Written request
Put the material from the line with "task: segment every instance of the **egg" up to and including the line with "M 89 170 L 96" into a two-column CSV with the columns request and response. Give one row per request, with its text and its answer each in a single quoted field and line breaks replaced by spaces.

Outline annotation records:
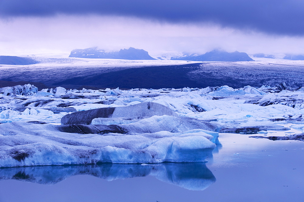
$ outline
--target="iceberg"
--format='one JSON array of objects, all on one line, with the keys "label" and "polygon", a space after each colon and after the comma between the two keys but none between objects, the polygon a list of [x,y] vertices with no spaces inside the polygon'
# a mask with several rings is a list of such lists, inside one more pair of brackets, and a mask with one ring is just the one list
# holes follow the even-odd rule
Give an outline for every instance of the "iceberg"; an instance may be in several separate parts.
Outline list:
[{"label": "iceberg", "polygon": [[[74,127],[22,121],[0,124],[1,167],[203,162],[216,147],[212,135],[201,131],[148,135],[63,132]],[[159,135],[164,132],[166,135]]]}]

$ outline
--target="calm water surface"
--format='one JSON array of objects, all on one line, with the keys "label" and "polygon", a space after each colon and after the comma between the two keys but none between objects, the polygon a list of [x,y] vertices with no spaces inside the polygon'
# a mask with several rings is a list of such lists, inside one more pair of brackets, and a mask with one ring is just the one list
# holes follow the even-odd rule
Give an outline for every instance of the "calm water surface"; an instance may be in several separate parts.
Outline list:
[{"label": "calm water surface", "polygon": [[304,201],[304,142],[250,136],[220,134],[207,163],[0,169],[0,201]]}]

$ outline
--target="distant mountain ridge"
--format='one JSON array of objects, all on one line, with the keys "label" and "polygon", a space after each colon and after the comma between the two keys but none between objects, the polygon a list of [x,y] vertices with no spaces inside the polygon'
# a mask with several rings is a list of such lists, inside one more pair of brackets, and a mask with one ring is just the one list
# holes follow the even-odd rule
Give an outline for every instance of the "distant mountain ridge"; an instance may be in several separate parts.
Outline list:
[{"label": "distant mountain ridge", "polygon": [[275,56],[273,55],[265,55],[264,53],[256,53],[253,55],[253,57],[255,58],[270,58],[273,59],[275,58]]},{"label": "distant mountain ridge", "polygon": [[75,49],[71,51],[70,58],[120,59],[122,60],[156,60],[142,49],[130,47],[119,51],[107,51],[98,49],[97,47],[85,49]]},{"label": "distant mountain ridge", "polygon": [[240,52],[238,51],[228,53],[226,51],[218,50],[214,50],[202,55],[185,54],[181,56],[171,57],[171,59],[219,62],[254,61],[246,53]]},{"label": "distant mountain ridge", "polygon": [[304,55],[286,55],[283,59],[286,60],[304,60]]}]

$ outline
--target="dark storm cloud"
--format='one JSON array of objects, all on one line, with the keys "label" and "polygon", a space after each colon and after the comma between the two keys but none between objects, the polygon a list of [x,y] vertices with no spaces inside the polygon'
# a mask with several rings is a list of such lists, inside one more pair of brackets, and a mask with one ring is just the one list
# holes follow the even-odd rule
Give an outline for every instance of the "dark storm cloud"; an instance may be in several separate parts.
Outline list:
[{"label": "dark storm cloud", "polygon": [[304,35],[303,11],[302,0],[0,0],[2,18],[112,15],[291,35]]}]

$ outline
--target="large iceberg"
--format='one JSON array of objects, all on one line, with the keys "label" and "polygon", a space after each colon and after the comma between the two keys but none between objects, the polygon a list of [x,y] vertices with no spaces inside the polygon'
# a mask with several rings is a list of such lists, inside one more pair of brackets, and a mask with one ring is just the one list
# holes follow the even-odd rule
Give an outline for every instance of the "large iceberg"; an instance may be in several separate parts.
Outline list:
[{"label": "large iceberg", "polygon": [[302,89],[268,88],[2,88],[0,166],[204,162],[219,132],[302,124]]},{"label": "large iceberg", "polygon": [[21,121],[0,124],[0,165],[204,162],[215,147],[210,141],[213,136],[206,131],[103,135],[62,132],[74,127]]}]

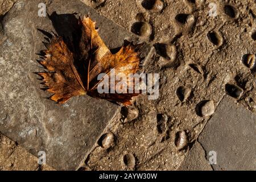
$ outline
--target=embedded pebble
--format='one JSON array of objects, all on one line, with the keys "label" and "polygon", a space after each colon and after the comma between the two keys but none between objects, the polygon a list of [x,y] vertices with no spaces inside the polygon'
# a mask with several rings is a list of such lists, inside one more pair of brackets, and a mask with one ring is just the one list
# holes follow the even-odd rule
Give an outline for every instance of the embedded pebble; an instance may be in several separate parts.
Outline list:
[{"label": "embedded pebble", "polygon": [[243,55],[242,58],[243,64],[250,70],[256,68],[256,56],[253,54]]},{"label": "embedded pebble", "polygon": [[122,107],[121,113],[125,119],[125,123],[133,121],[139,117],[139,110],[135,106]]},{"label": "embedded pebble", "polygon": [[154,45],[156,53],[161,57],[158,61],[158,65],[161,68],[168,68],[175,66],[176,49],[174,45],[164,43],[158,43]]},{"label": "embedded pebble", "polygon": [[216,31],[209,32],[207,34],[209,40],[217,47],[220,47],[223,43],[223,38],[219,33]]},{"label": "embedded pebble", "polygon": [[191,89],[185,86],[180,86],[176,91],[176,94],[181,102],[185,102],[190,96],[191,93]]},{"label": "embedded pebble", "polygon": [[256,31],[251,33],[251,39],[254,41],[256,40]]},{"label": "embedded pebble", "polygon": [[166,123],[168,121],[168,116],[166,114],[158,114],[156,115],[156,128],[159,134],[162,134],[166,130]]},{"label": "embedded pebble", "polygon": [[184,131],[179,131],[175,134],[175,144],[178,151],[184,149],[188,144],[187,134]]},{"label": "embedded pebble", "polygon": [[231,18],[236,18],[238,16],[238,11],[236,7],[231,5],[224,6],[225,14]]},{"label": "embedded pebble", "polygon": [[193,70],[195,70],[196,72],[204,75],[204,70],[203,69],[202,67],[197,64],[189,64],[189,66],[192,68]]},{"label": "embedded pebble", "polygon": [[143,38],[149,38],[152,34],[152,27],[148,23],[137,22],[131,26],[131,32]]},{"label": "embedded pebble", "polygon": [[108,149],[114,144],[114,136],[112,133],[104,134],[100,138],[98,144],[105,149]]},{"label": "embedded pebble", "polygon": [[152,13],[161,11],[164,5],[162,0],[137,0],[137,1],[143,9]]},{"label": "embedded pebble", "polygon": [[175,20],[180,24],[191,24],[195,22],[195,17],[189,14],[180,13],[175,16]]}]

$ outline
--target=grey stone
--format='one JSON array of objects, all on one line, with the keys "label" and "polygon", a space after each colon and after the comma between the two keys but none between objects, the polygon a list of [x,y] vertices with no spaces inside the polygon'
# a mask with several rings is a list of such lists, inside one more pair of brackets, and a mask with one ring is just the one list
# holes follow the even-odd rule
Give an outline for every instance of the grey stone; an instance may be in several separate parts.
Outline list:
[{"label": "grey stone", "polygon": [[16,0],[0,0],[0,17],[7,12]]},{"label": "grey stone", "polygon": [[[79,1],[51,1],[47,13],[90,15],[110,48],[121,47],[131,33],[100,16]],[[44,98],[33,73],[42,71],[35,55],[44,48],[37,28],[54,30],[48,17],[38,15],[40,0],[18,1],[5,16],[0,41],[0,132],[32,154],[46,152],[47,163],[56,169],[76,169],[116,112],[118,106],[88,96],[72,98],[63,105]],[[60,16],[59,23],[67,16]],[[56,22],[58,23],[58,22]]]},{"label": "grey stone", "polygon": [[200,144],[196,141],[178,171],[212,171],[205,158],[205,152]]},{"label": "grey stone", "polygon": [[255,114],[224,97],[199,138],[207,154],[217,152],[214,170],[256,169],[255,122]]}]

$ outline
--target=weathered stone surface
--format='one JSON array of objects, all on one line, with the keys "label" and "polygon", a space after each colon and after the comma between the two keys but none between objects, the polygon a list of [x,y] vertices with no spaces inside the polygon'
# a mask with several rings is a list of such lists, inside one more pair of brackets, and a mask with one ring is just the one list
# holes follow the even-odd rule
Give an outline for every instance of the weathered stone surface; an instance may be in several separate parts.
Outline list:
[{"label": "weathered stone surface", "polygon": [[207,154],[217,152],[214,170],[255,170],[256,115],[225,97],[199,138]]},{"label": "weathered stone surface", "polygon": [[0,0],[0,16],[7,12],[17,0]]},{"label": "weathered stone surface", "polygon": [[[70,14],[89,14],[100,27],[100,34],[110,48],[132,37],[122,28],[100,16],[79,1],[51,1],[47,13],[56,11],[57,26]],[[88,96],[73,98],[59,105],[44,98],[33,72],[42,71],[35,53],[44,48],[40,28],[54,30],[48,17],[38,15],[39,0],[18,1],[3,18],[0,42],[0,131],[32,154],[45,151],[47,163],[57,169],[75,169],[100,136],[117,106]],[[60,31],[61,33],[61,30]],[[113,39],[114,39],[113,41]]]},{"label": "weathered stone surface", "polygon": [[210,164],[205,158],[205,152],[198,142],[196,141],[178,170],[212,171]]},{"label": "weathered stone surface", "polygon": [[[0,171],[39,170],[38,159],[14,141],[0,134]],[[52,171],[47,165],[42,170]]]}]

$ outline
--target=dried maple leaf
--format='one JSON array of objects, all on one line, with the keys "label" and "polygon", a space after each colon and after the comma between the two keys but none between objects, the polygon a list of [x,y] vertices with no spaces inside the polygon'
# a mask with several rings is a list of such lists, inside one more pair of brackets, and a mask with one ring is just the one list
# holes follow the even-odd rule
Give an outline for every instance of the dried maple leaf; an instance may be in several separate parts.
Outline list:
[{"label": "dried maple leaf", "polygon": [[[72,46],[71,49],[63,38],[53,35],[46,45],[47,49],[41,52],[42,60],[38,61],[47,70],[37,73],[43,81],[43,89],[52,93],[49,99],[59,104],[65,103],[73,96],[87,94],[97,98],[130,105],[132,97],[139,94],[100,94],[97,86],[103,78],[98,80],[97,77],[100,73],[110,75],[114,69],[115,74],[126,76],[127,85],[133,84],[133,80],[128,78],[129,74],[135,73],[140,69],[139,53],[135,47],[129,44],[112,54],[100,37],[95,24],[89,18],[84,18],[82,20],[79,18],[80,30],[77,32],[80,35],[76,42],[68,42]],[[111,86],[115,86],[115,82],[110,84],[110,81],[109,84],[110,89]]]}]

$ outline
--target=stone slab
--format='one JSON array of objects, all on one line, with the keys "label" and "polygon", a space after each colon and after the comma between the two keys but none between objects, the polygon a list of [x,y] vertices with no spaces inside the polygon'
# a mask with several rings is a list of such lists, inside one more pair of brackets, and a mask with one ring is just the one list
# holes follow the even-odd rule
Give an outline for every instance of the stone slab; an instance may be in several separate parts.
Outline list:
[{"label": "stone slab", "polygon": [[[55,23],[71,14],[90,15],[110,48],[121,47],[134,36],[101,16],[80,1],[46,1],[49,14],[56,11]],[[37,156],[46,151],[47,163],[56,169],[77,169],[100,138],[118,106],[88,96],[72,98],[63,105],[45,99],[33,72],[42,71],[35,61],[44,48],[44,35],[37,28],[54,30],[48,17],[39,17],[40,0],[19,0],[2,22],[0,41],[0,132]],[[63,23],[62,24],[63,24]],[[114,40],[114,41],[113,41]]]},{"label": "stone slab", "polygon": [[197,141],[189,150],[178,171],[212,171],[205,158],[205,152]]},{"label": "stone slab", "polygon": [[228,96],[199,138],[207,154],[217,152],[214,170],[255,170],[256,115]]}]

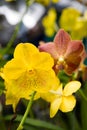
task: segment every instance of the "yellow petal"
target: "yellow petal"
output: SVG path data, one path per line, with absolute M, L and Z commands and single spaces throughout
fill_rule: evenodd
M 47 93 L 55 86 L 59 86 L 59 80 L 52 69 L 48 71 L 38 69 L 34 76 L 28 78 L 27 82 L 29 89 L 40 93 Z
M 14 58 L 26 59 L 32 57 L 33 54 L 38 53 L 38 49 L 31 43 L 20 43 L 16 46 L 14 51 Z
M 50 54 L 39 52 L 32 57 L 32 67 L 36 69 L 49 70 L 53 67 L 54 60 Z
M 3 73 L 8 79 L 17 79 L 26 71 L 23 60 L 12 59 L 4 66 Z
M 81 83 L 79 81 L 71 81 L 64 87 L 63 95 L 69 96 L 72 93 L 76 92 L 81 87 Z
M 76 105 L 76 99 L 74 96 L 62 97 L 62 103 L 60 105 L 60 110 L 62 112 L 72 111 Z
M 56 98 L 50 106 L 50 117 L 54 117 L 55 114 L 57 113 L 58 109 L 60 108 L 62 102 L 62 97 Z

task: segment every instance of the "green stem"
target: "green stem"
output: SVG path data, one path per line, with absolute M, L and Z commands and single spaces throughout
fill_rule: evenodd
M 18 31 L 19 31 L 19 28 L 20 28 L 20 25 L 21 25 L 21 22 L 19 22 L 19 24 L 16 25 L 15 27 L 15 30 L 14 30 L 14 33 L 11 37 L 11 39 L 9 40 L 6 48 L 4 49 L 4 51 L 2 52 L 2 55 L 6 54 L 8 52 L 8 50 L 11 48 L 11 46 L 13 45 L 14 43 L 14 40 L 16 39 L 17 37 L 17 34 L 18 34 Z
M 22 130 L 23 129 L 23 124 L 24 124 L 24 122 L 26 120 L 26 117 L 27 117 L 27 115 L 28 115 L 28 113 L 29 113 L 29 111 L 31 109 L 31 106 L 32 106 L 35 94 L 36 94 L 36 92 L 34 91 L 33 94 L 31 95 L 31 99 L 30 99 L 30 101 L 28 103 L 27 109 L 26 109 L 26 111 L 24 113 L 24 116 L 23 116 L 23 118 L 22 118 L 22 120 L 21 120 L 21 122 L 20 122 L 20 124 L 19 124 L 19 126 L 17 128 L 17 130 Z
M 87 97 L 85 96 L 84 92 L 81 89 L 79 89 L 79 93 L 84 98 L 84 100 L 87 101 Z
M 2 55 L 6 54 L 6 53 L 9 51 L 9 49 L 11 48 L 11 46 L 13 45 L 14 40 L 16 39 L 17 34 L 18 34 L 18 31 L 19 31 L 19 29 L 20 29 L 22 19 L 23 19 L 24 15 L 26 14 L 26 12 L 27 12 L 29 6 L 31 6 L 31 5 L 34 3 L 34 1 L 35 1 L 35 0 L 28 0 L 28 4 L 27 4 L 27 6 L 26 6 L 26 10 L 25 10 L 25 12 L 23 13 L 23 15 L 22 15 L 22 17 L 21 17 L 19 23 L 16 25 L 15 30 L 14 30 L 14 33 L 13 33 L 11 39 L 9 40 L 9 42 L 8 42 L 8 44 L 7 44 L 7 46 L 6 46 L 6 48 L 3 50 Z

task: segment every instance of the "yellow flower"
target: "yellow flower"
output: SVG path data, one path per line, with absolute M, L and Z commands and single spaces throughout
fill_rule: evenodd
M 48 14 L 42 19 L 42 24 L 45 29 L 45 34 L 49 37 L 53 36 L 55 33 L 55 22 L 57 14 L 54 8 L 48 11 Z
M 30 43 L 18 44 L 14 58 L 6 63 L 1 73 L 6 85 L 6 104 L 13 104 L 15 109 L 20 98 L 29 99 L 33 91 L 45 93 L 58 86 L 53 65 L 50 54 L 39 52 Z
M 38 2 L 38 3 L 41 3 L 41 4 L 43 4 L 43 5 L 45 5 L 45 6 L 48 6 L 51 2 L 52 3 L 57 3 L 59 0 L 36 0 L 36 2 Z
M 81 13 L 74 8 L 65 8 L 62 11 L 59 23 L 60 27 L 66 31 L 72 31 L 75 26 L 76 19 L 81 15 Z M 66 17 L 67 16 L 67 17 Z
M 76 99 L 72 95 L 81 86 L 79 81 L 71 81 L 63 89 L 63 85 L 60 84 L 56 91 L 50 90 L 47 94 L 42 94 L 41 97 L 50 102 L 50 117 L 54 117 L 58 110 L 62 112 L 72 111 L 76 105 Z

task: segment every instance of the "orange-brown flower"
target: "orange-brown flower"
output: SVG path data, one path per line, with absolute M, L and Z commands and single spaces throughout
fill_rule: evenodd
M 56 73 L 64 69 L 67 74 L 72 74 L 79 67 L 85 54 L 82 41 L 72 40 L 63 29 L 58 31 L 53 42 L 41 44 L 39 50 L 50 53 L 54 58 Z

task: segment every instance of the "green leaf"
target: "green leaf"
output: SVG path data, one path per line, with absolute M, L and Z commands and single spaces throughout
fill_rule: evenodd
M 12 115 L 8 115 L 5 117 L 5 120 L 10 120 L 13 116 Z M 15 122 L 20 122 L 22 119 L 21 115 L 17 115 L 17 118 L 14 120 Z M 64 130 L 63 128 L 56 126 L 54 124 L 51 124 L 49 122 L 46 121 L 41 121 L 41 120 L 37 120 L 37 119 L 32 119 L 32 118 L 27 118 L 25 120 L 25 124 L 27 125 L 32 125 L 35 127 L 42 127 L 42 128 L 47 128 L 50 130 Z

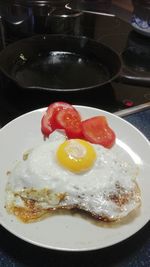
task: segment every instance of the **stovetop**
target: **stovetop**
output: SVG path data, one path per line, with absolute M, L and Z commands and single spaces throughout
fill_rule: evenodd
M 0 75 L 0 126 L 30 110 L 63 100 L 72 104 L 98 107 L 110 112 L 128 109 L 150 101 L 149 39 L 134 32 L 129 23 L 114 16 L 75 13 L 76 16 L 47 16 L 34 14 L 28 8 L 28 24 L 3 22 L 3 43 L 10 43 L 35 34 L 84 35 L 111 47 L 123 62 L 120 77 L 111 84 L 83 92 L 24 91 Z M 30 12 L 29 12 L 30 11 Z M 57 10 L 58 11 L 58 10 Z M 59 11 L 60 12 L 60 11 Z M 57 13 L 58 15 L 58 13 Z M 10 16 L 11 17 L 11 16 Z M 17 20 L 16 16 L 15 19 Z M 19 18 L 20 19 L 20 18 Z M 29 26 L 29 25 L 28 25 Z M 32 26 L 32 27 L 31 27 Z M 2 31 L 1 31 L 2 33 Z

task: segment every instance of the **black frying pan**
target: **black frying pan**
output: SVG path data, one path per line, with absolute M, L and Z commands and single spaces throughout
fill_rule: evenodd
M 38 35 L 8 45 L 0 69 L 24 89 L 77 91 L 119 76 L 121 61 L 109 47 L 69 35 Z

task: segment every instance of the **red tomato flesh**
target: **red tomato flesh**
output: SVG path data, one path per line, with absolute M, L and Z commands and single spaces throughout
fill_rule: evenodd
M 68 138 L 82 138 L 81 117 L 75 108 L 56 110 L 52 116 L 53 129 L 64 129 Z
M 82 121 L 82 131 L 85 139 L 91 143 L 110 148 L 115 142 L 115 133 L 109 127 L 104 116 L 96 116 Z
M 41 120 L 41 131 L 43 135 L 48 137 L 54 130 L 54 127 L 51 122 L 53 113 L 56 111 L 62 110 L 62 109 L 67 109 L 67 108 L 74 109 L 72 105 L 66 102 L 54 102 L 48 106 Z

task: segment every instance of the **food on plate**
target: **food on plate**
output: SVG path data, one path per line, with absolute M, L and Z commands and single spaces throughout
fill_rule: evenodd
M 26 223 L 59 209 L 118 221 L 141 203 L 135 166 L 122 153 L 55 130 L 8 173 L 6 209 Z
M 115 133 L 109 127 L 106 117 L 96 116 L 82 122 L 83 135 L 91 143 L 110 148 L 115 142 Z
M 111 148 L 115 132 L 104 116 L 82 120 L 79 112 L 70 104 L 55 102 L 48 106 L 41 120 L 41 131 L 48 137 L 54 130 L 64 129 L 68 138 L 81 138 L 94 144 Z

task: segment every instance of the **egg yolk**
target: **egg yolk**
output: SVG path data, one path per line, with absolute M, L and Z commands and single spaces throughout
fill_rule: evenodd
M 89 170 L 96 160 L 93 146 L 81 139 L 70 139 L 62 143 L 56 156 L 63 167 L 75 173 Z

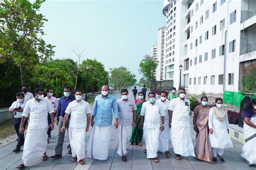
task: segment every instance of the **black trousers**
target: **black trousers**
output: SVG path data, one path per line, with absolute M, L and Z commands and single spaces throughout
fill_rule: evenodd
M 16 131 L 17 136 L 18 136 L 18 143 L 16 145 L 16 148 L 20 148 L 24 145 L 24 134 L 21 134 L 19 133 L 19 126 L 21 125 L 21 118 L 14 118 L 14 129 Z M 25 129 L 26 124 L 28 123 L 28 119 L 25 121 L 23 128 Z

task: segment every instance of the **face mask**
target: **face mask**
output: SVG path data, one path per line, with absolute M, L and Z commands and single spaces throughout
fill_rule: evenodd
M 126 100 L 128 98 L 127 95 L 122 95 L 122 98 L 123 100 Z
M 37 95 L 36 97 L 37 97 L 37 98 L 39 100 L 42 100 L 43 98 L 44 98 L 44 95 Z
M 22 102 L 22 101 L 23 101 L 23 99 L 21 99 L 21 98 L 17 98 L 17 102 L 18 102 L 18 103 L 21 103 L 21 102 Z
M 202 105 L 204 106 L 206 106 L 207 103 L 208 102 L 206 101 L 202 101 Z
M 164 101 L 166 99 L 166 97 L 160 97 L 160 98 L 162 101 Z
M 218 108 L 221 108 L 222 107 L 222 104 L 216 104 L 216 107 Z
M 184 93 L 181 93 L 179 95 L 179 97 L 183 98 L 185 98 L 185 96 L 186 96 L 186 95 Z
M 154 103 L 154 101 L 156 101 L 156 98 L 154 97 L 151 97 L 151 98 L 150 98 L 150 101 L 151 103 Z
M 66 97 L 69 97 L 69 92 L 64 92 L 63 93 L 64 96 Z
M 109 94 L 109 91 L 102 91 L 102 95 L 106 96 Z
M 22 89 L 22 92 L 26 93 L 26 91 L 28 91 L 28 89 Z
M 80 95 L 76 95 L 76 99 L 78 101 L 80 101 L 82 100 L 82 96 Z

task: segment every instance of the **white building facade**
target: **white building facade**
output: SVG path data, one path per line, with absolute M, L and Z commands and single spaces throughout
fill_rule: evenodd
M 256 1 L 165 0 L 163 12 L 164 80 L 190 94 L 241 89 L 242 62 L 256 59 Z

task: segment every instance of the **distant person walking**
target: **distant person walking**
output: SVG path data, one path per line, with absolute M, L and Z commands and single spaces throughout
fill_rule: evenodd
M 134 86 L 134 88 L 132 89 L 132 92 L 133 94 L 133 99 L 136 100 L 137 94 L 138 93 L 138 90 L 136 89 L 136 86 Z

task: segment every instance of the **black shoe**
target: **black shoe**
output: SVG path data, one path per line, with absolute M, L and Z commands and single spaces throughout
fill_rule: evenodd
M 123 157 L 122 157 L 122 160 L 124 162 L 127 161 L 126 156 L 126 155 L 123 155 Z
M 51 156 L 51 158 L 53 158 L 53 159 L 59 159 L 59 158 L 60 158 L 62 157 L 62 155 L 59 155 L 59 154 L 55 154 L 53 156 Z
M 19 151 L 21 151 L 21 148 L 20 147 L 16 147 L 16 149 L 12 151 L 12 152 L 19 152 Z

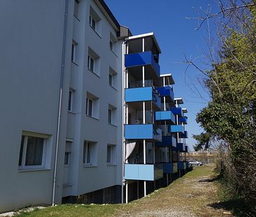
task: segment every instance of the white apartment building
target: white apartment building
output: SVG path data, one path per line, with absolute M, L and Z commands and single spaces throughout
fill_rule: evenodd
M 0 213 L 120 202 L 129 30 L 102 0 L 3 0 L 0 27 Z

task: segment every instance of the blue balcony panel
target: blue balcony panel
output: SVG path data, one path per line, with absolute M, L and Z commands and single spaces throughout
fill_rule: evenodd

Written answer
request,response
"task: segment every instance of the **egg yolk** target: **egg yolk** output: SVG path data, one path per line, with absolute M, L and Z commands and single spaces throughout fill_rule: evenodd","M 89 170 L 96 160 L 93 146 L 81 139 L 70 139 L 62 143 L 56 156 L 63 167 L 75 173 Z"